ACTIVITY LIST:
**a.** In the excerpt on VERA below, turn the paragraph beginning "At the start of the COVID-19 pandemic" into a short bulleted list that keeps its main facts.
**b.** Write the next part of the excerpt on VERA, starting after its final sentence about the genetic algorithm.

SOURCE PASSAGE:
"""

3.2.    VERA for Epidemiological Modeling
At the start of the COVID-19 pandemic, VERA Epidemiology (VERA-Epi) was created to support
agent-based versions of compartmental epidemiology models [8]. Just as with VERA-Eco, users
develop a graphical representation of a model, provide parameter values, and VERA will generate a
subsequent agent-based simulation. The model semantics for VERA-Epi are based on the Harel
statechart [13]; nodes now represent the states of individual agents, and edges represent likelihoods for
those agents to transition between states.

4. Parameter Estimation Method
Figure 2 illustrates our method for automated estimation of the values of the simulation parameters in
VERA. Since the search space for optimizing an agent-based simulation is large, the method uses
parameter categorization to simplify the structure and reduce the computation while preserving its
semantics. Then various functions are applied to approximate the agent-based simulation output. After
the ABM approximation process, a genetic algorithm is used to solve the combinatorial problem of
finding the optimal set of parameter values for different components.

"""

Natural language region descriptions
"""

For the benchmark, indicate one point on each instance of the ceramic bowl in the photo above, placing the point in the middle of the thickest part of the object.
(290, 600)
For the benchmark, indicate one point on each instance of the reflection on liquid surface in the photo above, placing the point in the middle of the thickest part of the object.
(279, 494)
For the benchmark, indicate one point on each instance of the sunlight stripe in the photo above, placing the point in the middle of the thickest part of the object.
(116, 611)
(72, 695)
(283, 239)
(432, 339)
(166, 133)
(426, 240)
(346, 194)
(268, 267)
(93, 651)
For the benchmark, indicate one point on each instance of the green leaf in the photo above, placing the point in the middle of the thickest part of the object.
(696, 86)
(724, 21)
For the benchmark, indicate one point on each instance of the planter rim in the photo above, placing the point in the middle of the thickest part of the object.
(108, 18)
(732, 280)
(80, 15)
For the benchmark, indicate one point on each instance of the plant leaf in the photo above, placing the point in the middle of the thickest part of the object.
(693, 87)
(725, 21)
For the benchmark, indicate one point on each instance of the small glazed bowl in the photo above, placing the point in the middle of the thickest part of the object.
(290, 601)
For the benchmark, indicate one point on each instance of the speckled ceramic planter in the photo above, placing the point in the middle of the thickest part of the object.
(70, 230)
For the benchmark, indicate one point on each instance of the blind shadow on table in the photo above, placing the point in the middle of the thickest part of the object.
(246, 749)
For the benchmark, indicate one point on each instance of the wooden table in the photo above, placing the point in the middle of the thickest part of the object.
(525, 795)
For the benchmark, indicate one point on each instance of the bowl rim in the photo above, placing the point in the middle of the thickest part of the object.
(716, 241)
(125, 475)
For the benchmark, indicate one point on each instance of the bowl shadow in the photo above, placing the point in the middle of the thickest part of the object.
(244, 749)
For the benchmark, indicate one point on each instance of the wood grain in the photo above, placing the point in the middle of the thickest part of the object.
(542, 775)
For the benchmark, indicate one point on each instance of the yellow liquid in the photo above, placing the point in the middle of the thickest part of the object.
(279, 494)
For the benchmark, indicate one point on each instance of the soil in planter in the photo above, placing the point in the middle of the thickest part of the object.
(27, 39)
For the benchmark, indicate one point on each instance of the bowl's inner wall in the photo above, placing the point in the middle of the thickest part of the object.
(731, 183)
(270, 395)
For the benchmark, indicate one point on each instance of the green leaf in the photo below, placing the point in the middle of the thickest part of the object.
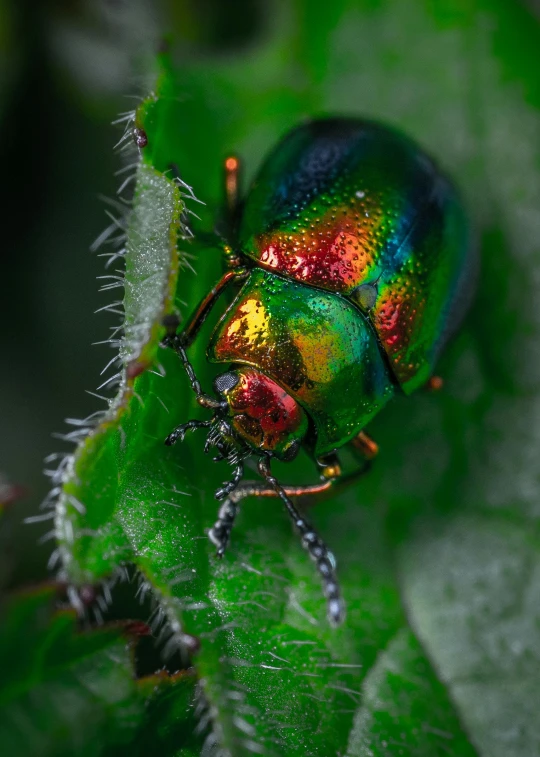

"""

WRITTEN RESPONSES:
**a.**
- VERA Epidemiology (VERA-Epi) was created at the start of the COVID-19 pandemic to support agent-based versions of compartmental epidemiology models.
- As with VERA-Eco, users build a graphical model and provide parameter values, and VERA then generates an agent-based simulation.
- Its model semantics are based on the Harel statechart. Nodes represent the states of individual agents, and edges represent the likelihoods of those agents moving between states.

**b.**
Figure 2: Overview of the proposed method for ABM approximation and parameter optimization.


4.1.    Function Approximation
Given a dataset and an existing model, we want to assist human learners in finding the optimal
parameter values that, when used to generate a simulation, yield results closest to that dataset. This can
be formalized as an optimization problem where the inputs are the simulation parameters of a model
and error is the distance between the simulation output and the initial dataset.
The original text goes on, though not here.